SUPPLIED MATERIAL start
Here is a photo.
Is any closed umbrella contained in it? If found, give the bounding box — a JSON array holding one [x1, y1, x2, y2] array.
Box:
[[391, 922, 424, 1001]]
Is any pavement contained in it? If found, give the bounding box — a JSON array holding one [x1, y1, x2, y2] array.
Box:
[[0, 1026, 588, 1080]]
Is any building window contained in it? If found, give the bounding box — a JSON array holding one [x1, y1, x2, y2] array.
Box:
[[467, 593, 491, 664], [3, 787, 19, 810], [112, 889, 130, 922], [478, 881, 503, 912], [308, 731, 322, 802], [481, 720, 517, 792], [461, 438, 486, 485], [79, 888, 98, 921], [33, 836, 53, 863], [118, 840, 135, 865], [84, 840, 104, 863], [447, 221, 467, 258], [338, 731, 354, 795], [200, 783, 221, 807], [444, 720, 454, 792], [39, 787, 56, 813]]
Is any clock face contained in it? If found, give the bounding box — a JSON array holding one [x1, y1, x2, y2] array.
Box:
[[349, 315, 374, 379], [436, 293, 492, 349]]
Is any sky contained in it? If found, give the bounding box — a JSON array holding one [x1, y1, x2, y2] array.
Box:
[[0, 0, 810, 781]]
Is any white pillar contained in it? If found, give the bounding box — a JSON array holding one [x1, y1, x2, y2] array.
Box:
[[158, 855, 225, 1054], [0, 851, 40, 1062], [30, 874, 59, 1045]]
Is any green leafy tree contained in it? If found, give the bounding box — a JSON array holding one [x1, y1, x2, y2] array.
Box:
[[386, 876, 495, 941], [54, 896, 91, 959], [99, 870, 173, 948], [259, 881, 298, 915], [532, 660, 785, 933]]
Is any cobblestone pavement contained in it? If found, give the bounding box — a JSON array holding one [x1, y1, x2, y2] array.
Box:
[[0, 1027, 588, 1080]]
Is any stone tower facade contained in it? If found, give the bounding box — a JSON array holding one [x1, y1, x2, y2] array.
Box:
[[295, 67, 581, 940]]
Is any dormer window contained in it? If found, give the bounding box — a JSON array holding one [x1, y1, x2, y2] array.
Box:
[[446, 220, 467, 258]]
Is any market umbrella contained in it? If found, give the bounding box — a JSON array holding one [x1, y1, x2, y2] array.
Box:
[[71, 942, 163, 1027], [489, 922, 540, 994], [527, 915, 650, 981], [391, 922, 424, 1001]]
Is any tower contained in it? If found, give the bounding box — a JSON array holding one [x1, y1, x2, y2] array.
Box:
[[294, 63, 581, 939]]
SUPPLIED MATERIAL end
**GOAL**
Return the lines of the data above starting at the line containing "Is any pavement" and ending at the line containing "[[0, 1026, 588, 1080]]", copied exactly, with both of those lines included.

**SOLUTION**
Is any pavement contained in it? If found, give the bounding box — a JSON array holding one [x1, y1, x2, y2] array.
Box:
[[0, 1026, 588, 1080]]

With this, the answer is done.